Pointing records:

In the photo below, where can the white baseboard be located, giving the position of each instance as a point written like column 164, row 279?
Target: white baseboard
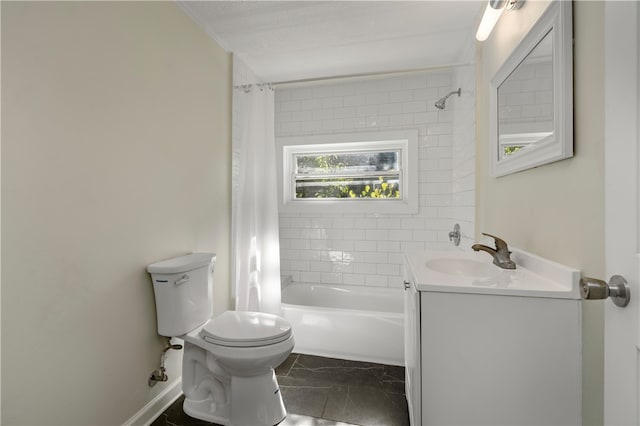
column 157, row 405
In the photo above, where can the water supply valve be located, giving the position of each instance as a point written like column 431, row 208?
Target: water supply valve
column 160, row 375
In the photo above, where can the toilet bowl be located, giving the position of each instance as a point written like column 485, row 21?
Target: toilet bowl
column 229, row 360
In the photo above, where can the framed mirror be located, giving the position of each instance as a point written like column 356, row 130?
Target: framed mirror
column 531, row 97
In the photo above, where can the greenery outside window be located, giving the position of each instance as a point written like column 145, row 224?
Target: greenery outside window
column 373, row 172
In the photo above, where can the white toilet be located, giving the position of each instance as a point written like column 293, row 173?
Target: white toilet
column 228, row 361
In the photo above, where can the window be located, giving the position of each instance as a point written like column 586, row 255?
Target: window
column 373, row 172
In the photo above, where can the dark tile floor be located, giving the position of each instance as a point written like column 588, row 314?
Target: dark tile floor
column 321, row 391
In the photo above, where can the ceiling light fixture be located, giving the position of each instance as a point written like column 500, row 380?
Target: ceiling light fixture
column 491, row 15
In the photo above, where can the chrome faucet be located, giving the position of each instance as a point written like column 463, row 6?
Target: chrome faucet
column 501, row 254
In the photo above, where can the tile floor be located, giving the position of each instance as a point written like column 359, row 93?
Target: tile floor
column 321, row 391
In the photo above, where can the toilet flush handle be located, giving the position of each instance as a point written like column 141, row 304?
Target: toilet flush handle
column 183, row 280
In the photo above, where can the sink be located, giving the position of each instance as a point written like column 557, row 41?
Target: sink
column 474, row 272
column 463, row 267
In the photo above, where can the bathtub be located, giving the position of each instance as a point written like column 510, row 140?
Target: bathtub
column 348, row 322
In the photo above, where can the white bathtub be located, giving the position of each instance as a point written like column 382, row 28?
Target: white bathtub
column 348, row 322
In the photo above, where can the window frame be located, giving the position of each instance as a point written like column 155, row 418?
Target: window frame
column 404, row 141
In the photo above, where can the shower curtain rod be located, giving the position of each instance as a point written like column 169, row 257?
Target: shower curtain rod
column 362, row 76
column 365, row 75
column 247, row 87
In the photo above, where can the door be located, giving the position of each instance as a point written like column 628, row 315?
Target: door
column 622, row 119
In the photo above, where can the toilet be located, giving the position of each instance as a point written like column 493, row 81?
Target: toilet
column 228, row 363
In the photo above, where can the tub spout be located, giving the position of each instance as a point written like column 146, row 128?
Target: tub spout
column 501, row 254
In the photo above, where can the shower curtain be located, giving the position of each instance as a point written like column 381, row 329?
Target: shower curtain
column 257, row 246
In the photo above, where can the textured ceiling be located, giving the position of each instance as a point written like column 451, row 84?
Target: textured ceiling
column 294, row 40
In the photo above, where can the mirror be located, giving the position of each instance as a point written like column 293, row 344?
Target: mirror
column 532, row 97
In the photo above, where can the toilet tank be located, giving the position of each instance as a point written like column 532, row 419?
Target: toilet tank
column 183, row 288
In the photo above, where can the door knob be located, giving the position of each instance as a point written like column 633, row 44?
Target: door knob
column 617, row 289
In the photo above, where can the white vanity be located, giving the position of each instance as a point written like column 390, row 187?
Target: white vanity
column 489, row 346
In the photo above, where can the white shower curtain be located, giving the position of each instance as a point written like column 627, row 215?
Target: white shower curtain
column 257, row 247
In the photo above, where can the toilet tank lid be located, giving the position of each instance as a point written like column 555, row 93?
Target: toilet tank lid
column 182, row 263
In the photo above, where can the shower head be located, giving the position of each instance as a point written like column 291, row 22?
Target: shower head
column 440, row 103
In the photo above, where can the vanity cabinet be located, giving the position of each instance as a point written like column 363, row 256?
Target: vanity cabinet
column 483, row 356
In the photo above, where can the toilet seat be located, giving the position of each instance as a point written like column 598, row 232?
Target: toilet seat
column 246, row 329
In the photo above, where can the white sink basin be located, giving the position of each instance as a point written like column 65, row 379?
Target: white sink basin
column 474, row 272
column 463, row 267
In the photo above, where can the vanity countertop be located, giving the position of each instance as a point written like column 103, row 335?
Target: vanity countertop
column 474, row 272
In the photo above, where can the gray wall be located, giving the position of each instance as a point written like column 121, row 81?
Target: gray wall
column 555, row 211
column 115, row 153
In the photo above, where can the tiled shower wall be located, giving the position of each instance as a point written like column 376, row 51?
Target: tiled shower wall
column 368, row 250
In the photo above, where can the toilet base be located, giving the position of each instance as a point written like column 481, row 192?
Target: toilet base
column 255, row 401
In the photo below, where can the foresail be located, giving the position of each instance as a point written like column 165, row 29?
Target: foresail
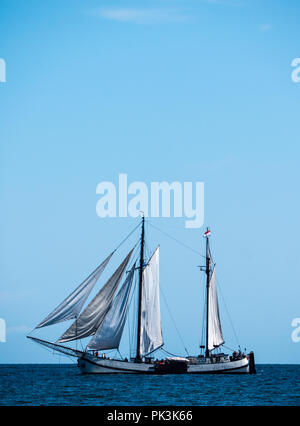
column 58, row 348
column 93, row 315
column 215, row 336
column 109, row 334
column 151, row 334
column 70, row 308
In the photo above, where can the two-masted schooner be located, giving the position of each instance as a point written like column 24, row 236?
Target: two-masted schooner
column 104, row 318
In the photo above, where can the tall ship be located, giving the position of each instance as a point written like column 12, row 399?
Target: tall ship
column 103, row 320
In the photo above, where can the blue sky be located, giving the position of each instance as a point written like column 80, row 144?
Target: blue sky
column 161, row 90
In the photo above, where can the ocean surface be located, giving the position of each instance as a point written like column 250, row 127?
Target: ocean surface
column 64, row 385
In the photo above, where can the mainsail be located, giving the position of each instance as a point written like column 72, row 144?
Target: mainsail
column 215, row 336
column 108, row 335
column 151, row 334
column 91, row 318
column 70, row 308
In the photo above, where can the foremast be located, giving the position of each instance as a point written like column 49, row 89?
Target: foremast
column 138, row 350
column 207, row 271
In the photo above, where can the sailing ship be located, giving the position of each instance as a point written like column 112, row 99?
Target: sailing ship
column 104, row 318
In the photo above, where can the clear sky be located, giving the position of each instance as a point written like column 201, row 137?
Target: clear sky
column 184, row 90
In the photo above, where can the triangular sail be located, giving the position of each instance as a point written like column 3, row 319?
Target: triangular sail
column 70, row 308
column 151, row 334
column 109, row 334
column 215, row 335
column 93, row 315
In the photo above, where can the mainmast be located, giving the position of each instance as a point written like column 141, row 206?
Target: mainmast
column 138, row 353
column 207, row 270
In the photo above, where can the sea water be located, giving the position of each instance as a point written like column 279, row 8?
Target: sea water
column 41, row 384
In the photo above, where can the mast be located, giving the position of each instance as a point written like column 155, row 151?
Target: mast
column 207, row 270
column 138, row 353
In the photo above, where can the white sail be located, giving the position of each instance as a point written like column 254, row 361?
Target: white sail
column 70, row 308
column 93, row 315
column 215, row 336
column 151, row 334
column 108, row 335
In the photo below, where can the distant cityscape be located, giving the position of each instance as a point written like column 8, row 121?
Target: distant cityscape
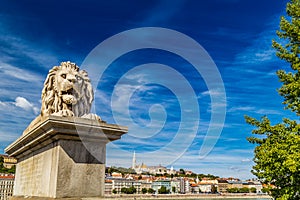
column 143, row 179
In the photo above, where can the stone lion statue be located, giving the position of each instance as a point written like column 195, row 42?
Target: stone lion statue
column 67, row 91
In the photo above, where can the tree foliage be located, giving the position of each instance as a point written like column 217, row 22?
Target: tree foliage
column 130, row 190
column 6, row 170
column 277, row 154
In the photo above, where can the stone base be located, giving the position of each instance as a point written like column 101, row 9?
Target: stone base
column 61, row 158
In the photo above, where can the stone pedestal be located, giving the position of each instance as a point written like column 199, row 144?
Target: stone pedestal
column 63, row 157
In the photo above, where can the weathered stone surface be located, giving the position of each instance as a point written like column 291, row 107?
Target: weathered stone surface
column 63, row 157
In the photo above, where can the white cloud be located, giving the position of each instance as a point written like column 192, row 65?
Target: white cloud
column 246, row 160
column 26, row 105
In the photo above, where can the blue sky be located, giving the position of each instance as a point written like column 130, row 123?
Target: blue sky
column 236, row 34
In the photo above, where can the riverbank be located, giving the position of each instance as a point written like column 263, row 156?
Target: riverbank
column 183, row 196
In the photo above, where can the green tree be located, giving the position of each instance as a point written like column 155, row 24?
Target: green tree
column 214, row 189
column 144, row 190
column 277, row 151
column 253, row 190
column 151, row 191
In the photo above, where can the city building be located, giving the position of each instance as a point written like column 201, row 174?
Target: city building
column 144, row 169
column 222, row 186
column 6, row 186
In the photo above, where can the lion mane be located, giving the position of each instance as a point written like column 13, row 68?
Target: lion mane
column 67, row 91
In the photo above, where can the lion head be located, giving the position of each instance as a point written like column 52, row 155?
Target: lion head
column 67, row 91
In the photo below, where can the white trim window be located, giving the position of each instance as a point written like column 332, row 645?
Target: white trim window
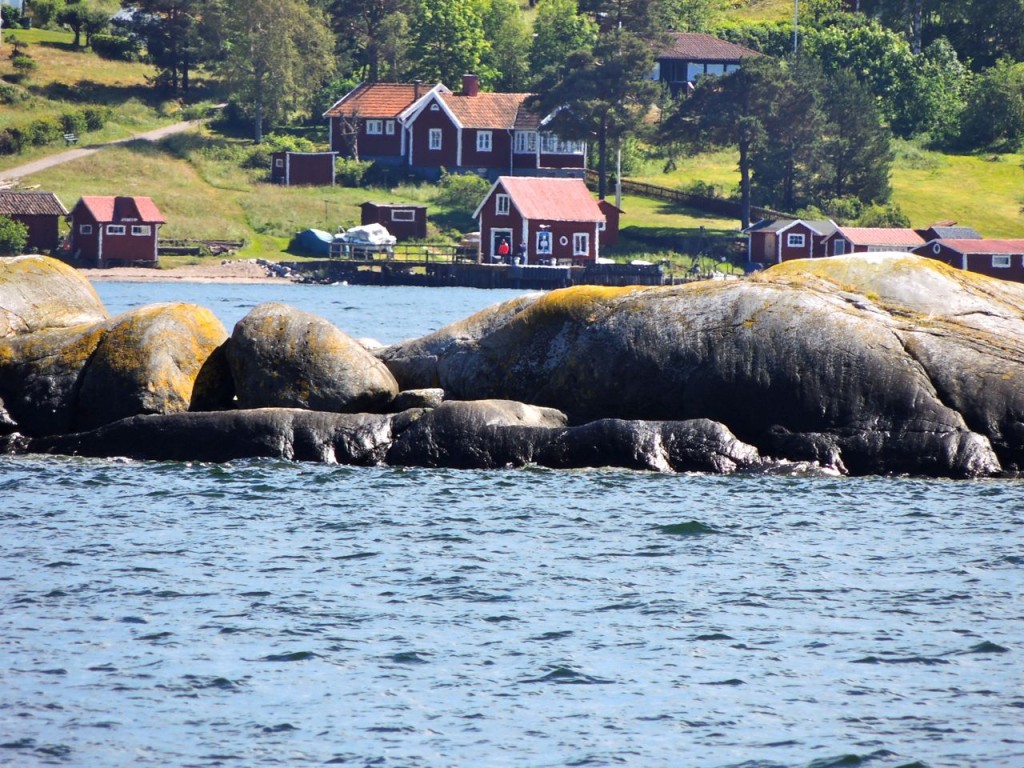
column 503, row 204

-- Short exercise --
Pictures must be left out. Repeat exactly the lines from the one containing "In the photo above, where can the weathered" through the final line of the data.

-- Written answer --
In the photo above, where can the weathered stone surface be located, giving the position of each instance as a point written like column 291, row 107?
Target: weathered stone surface
column 63, row 157
In the photo above, where can the white cloud be located, giving the position of each instance as a point written like column 192, row 65?
Target: white cloud
column 246, row 160
column 26, row 105
In the photo above, where can the blue sky be located, giving the position of each instance as a point written like column 130, row 123?
Target: blue sky
column 236, row 34
In the photo above, where can the riverbank be located, giving the position of each instance as a point written like column 263, row 156?
Target: riverbank
column 183, row 196
In the photo above, where can the green tree be located, giving the position of each instance as a point written like column 155, row 24?
Target: green tree
column 214, row 189
column 144, row 190
column 277, row 151
column 253, row 190
column 151, row 191
In the photo above, where can the city building be located, giving the position of each instance as a point written like column 201, row 174?
Target: city building
column 144, row 169
column 222, row 186
column 6, row 186
In the photo above, where can the lion mane be located, giving the position of each instance as a point written like column 13, row 68?
Target: lion mane
column 67, row 91
In the photo above, where can the lion head be located, giving the position of each instance as a point written like column 52, row 155?
Target: lion head
column 67, row 91
In the photo below, where can the white trim window be located, giving the position of each instance as a point written like column 332, row 645?
Target: white trim window
column 503, row 204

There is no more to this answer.